[Collected data entries]
Start of Block

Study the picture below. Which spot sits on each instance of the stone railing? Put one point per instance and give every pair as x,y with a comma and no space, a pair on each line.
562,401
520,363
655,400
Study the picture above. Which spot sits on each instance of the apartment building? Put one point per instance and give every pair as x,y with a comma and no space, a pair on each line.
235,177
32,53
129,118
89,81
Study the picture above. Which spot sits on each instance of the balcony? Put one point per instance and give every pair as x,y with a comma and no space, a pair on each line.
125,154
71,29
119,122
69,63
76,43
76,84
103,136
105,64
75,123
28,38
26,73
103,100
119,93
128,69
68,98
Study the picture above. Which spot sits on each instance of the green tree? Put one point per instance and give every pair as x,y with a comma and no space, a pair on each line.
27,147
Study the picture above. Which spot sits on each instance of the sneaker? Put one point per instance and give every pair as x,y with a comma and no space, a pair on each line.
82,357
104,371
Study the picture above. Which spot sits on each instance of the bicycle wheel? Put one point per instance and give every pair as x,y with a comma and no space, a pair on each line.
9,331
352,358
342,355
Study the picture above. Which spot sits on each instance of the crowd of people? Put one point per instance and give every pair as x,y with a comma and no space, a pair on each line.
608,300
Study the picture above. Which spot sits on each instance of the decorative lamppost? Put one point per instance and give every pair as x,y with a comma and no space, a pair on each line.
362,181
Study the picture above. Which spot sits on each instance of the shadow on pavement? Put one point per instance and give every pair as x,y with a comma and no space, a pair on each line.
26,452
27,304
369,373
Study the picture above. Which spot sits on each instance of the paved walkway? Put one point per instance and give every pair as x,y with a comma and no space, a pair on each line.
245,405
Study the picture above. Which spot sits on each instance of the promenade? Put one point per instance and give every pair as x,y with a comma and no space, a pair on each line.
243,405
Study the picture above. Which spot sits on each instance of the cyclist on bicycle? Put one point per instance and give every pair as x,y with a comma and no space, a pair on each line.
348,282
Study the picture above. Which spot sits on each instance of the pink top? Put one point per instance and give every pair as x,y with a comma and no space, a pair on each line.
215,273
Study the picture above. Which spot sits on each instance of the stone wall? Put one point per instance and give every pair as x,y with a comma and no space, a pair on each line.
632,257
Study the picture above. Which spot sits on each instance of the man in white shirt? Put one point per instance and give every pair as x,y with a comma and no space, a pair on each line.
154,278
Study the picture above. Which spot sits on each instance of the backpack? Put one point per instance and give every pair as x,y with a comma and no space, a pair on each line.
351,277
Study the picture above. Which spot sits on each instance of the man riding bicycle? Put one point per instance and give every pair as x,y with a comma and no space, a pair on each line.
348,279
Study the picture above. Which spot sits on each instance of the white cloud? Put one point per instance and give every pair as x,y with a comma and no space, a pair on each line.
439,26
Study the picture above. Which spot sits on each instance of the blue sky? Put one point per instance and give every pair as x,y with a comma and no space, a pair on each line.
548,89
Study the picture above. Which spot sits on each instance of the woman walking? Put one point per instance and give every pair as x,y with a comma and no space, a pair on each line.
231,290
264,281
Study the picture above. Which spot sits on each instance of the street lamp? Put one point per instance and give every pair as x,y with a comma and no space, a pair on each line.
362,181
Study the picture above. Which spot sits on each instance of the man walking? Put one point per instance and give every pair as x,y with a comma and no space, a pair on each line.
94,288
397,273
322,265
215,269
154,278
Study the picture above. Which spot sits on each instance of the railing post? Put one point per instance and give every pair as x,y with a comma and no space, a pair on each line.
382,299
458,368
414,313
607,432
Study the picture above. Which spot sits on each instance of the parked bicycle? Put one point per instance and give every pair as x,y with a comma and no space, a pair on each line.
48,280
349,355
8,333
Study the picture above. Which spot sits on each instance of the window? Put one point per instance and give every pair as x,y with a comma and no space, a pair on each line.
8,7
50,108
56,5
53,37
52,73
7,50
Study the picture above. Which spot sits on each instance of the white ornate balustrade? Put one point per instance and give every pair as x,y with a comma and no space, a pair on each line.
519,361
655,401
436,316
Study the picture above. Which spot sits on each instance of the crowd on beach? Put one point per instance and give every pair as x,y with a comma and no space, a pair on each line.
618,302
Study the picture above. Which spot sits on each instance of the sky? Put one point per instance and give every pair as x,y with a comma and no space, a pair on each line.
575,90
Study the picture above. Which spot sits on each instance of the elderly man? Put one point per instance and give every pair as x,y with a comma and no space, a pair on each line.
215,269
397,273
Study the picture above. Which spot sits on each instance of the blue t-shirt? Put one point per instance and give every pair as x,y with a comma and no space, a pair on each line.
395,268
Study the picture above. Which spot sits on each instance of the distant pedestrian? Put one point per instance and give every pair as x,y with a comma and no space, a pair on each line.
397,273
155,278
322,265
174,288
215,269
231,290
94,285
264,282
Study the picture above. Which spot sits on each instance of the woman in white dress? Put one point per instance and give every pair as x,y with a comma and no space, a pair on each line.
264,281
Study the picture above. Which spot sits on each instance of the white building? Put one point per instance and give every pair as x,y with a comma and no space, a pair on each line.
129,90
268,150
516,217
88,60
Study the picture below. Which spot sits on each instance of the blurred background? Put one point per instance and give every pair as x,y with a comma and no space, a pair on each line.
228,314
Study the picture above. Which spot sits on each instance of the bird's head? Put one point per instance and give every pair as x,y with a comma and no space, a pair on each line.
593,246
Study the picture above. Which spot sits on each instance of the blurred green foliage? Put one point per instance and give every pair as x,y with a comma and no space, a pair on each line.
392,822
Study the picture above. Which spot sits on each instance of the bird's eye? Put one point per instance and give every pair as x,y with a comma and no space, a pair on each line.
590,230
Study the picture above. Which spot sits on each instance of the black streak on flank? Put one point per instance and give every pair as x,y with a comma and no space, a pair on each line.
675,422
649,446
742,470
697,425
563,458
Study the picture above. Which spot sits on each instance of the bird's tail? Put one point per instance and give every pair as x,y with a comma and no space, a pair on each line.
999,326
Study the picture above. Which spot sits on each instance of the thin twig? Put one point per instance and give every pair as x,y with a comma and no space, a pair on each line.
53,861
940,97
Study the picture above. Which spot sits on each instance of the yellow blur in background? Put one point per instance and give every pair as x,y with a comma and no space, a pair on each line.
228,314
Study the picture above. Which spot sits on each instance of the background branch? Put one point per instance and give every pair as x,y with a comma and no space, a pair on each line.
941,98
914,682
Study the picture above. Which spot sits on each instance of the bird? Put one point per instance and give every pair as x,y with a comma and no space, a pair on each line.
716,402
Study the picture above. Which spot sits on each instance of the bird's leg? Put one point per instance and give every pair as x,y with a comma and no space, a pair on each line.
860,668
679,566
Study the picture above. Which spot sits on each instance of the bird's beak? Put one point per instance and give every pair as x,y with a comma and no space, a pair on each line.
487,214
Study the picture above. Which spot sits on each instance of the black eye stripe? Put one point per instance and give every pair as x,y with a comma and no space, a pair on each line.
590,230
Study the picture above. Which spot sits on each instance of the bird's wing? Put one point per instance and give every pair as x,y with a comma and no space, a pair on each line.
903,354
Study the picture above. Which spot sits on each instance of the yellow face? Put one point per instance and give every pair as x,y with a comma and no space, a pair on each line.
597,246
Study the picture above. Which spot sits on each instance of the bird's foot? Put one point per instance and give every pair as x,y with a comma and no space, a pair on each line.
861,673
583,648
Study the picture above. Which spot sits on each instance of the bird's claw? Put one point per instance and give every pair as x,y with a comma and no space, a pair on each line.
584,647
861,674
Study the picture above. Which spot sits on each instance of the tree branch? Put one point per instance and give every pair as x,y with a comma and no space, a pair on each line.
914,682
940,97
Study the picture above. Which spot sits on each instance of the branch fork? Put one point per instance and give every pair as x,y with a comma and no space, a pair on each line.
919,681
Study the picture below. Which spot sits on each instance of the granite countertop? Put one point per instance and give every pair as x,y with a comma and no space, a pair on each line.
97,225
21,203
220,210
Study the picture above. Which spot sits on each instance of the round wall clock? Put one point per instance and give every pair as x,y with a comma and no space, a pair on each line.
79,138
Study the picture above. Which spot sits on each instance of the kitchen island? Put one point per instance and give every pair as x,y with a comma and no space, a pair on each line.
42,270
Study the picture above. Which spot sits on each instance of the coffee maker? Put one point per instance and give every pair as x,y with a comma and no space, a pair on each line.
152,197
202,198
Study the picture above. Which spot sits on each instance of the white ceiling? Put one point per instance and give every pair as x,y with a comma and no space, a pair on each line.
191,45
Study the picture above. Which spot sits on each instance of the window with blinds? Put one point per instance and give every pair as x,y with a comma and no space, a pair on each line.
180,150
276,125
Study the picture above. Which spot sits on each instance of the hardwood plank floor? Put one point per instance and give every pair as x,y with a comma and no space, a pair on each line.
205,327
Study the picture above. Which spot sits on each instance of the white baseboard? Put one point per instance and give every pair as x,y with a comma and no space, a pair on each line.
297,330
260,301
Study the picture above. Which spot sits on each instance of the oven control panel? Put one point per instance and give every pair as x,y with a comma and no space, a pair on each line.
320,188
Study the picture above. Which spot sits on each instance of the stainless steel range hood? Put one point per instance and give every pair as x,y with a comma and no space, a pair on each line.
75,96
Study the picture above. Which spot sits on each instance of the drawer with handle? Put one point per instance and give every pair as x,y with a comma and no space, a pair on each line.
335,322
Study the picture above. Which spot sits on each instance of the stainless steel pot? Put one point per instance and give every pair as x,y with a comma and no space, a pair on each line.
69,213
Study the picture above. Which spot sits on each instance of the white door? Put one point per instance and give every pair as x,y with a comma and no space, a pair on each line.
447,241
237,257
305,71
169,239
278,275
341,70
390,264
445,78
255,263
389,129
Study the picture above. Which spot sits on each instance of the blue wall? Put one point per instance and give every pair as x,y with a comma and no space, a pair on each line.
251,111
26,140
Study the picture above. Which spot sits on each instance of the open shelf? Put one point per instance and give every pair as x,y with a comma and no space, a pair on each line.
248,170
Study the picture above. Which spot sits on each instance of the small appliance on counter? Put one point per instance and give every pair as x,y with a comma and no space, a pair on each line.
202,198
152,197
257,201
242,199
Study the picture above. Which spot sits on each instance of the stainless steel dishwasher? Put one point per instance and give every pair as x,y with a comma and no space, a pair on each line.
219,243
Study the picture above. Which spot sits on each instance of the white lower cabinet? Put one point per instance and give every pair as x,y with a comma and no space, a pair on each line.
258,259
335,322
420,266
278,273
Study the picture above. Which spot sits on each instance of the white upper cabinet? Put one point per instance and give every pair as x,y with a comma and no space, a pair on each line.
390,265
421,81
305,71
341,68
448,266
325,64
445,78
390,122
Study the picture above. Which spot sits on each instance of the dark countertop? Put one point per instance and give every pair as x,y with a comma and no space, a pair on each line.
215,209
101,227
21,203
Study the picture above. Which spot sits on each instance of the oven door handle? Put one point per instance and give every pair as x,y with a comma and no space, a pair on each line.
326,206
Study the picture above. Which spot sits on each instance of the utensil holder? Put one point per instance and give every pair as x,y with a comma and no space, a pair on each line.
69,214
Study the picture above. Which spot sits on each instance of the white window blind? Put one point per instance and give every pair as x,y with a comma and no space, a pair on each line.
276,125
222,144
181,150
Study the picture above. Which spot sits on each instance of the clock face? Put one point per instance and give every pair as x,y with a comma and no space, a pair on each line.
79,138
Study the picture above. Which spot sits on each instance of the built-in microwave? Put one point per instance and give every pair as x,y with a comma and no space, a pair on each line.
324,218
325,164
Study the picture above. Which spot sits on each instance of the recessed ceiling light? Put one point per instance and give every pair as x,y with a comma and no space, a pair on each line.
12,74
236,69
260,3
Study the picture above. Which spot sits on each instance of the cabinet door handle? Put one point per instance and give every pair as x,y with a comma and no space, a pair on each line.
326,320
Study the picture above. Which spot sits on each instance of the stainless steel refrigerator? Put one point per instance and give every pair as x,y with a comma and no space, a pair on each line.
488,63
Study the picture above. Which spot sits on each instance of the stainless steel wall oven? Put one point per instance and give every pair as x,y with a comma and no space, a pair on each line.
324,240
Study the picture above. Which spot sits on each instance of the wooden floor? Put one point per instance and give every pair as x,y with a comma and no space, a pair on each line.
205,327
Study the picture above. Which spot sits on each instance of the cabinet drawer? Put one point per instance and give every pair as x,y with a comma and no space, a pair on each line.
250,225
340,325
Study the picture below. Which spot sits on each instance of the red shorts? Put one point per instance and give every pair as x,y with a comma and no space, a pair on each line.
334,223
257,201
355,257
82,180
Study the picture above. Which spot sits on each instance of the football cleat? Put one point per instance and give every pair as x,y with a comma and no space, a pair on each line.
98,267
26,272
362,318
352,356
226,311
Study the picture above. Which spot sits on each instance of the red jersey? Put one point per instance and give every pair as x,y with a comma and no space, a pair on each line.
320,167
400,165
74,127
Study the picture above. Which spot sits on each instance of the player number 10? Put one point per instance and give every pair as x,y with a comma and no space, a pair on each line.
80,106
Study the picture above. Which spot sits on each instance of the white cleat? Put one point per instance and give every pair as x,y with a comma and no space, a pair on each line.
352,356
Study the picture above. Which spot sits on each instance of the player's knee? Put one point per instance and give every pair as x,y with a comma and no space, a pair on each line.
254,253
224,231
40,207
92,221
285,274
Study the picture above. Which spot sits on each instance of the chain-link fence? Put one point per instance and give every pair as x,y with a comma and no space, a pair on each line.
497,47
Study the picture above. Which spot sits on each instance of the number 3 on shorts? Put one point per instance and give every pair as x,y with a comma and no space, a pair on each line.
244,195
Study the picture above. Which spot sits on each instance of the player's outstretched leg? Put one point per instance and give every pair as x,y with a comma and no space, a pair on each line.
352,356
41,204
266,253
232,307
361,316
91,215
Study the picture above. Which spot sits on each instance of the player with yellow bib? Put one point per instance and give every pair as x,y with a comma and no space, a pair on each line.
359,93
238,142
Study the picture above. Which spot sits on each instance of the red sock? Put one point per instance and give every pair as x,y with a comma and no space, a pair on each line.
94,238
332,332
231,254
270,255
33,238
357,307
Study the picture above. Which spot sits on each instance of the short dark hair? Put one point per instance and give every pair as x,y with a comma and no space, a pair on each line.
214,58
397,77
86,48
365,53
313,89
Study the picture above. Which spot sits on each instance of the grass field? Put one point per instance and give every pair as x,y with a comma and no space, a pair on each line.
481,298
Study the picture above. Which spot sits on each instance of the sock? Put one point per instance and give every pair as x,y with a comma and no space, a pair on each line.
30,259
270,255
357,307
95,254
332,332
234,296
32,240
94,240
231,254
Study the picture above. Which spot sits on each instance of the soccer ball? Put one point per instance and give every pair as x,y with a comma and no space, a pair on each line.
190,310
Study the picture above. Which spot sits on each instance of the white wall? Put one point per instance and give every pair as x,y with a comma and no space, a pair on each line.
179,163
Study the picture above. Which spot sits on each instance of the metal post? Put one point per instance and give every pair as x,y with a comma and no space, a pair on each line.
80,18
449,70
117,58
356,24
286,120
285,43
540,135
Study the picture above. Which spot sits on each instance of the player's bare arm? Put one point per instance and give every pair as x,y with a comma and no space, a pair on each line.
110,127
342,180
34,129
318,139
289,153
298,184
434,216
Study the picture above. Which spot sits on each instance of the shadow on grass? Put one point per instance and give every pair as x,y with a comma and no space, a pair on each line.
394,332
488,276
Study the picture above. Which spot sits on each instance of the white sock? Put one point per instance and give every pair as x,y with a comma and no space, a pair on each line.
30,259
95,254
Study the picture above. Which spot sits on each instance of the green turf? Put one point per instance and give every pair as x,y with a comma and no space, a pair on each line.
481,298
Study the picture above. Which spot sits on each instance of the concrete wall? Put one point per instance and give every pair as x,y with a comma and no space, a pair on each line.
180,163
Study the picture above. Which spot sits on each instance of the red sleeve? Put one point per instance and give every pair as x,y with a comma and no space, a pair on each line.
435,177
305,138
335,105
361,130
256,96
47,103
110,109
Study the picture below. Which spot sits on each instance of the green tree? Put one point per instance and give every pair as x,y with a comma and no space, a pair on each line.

End of Block

About this task |
Repeat word for word from the line holding "the green turf?" down to the last line above, including both.

Result of this task |
Study the picture above. Which spot sits on each instance of the green turf? Put one point per instance and give every pair as x,y with a comma and no space, a pair on each line.
481,298
Study the picture above. Which spot sits on each instance of the concrete wall? Put one point per instance and give every pair as x,y with a comma and no space, a pair on each line.
180,163
Study the picture above. Which spot sits on each instance of the red sleeve? Put one point per instance and give every pair as x,y with a comma and no space, a pair on each line.
435,177
305,138
335,105
361,130
256,96
47,103
110,109
Study the picture below. Which spot sits on each instance of the green tree? Put one point per instance and give every pair as x,y with a comma and no space, a pair on each line.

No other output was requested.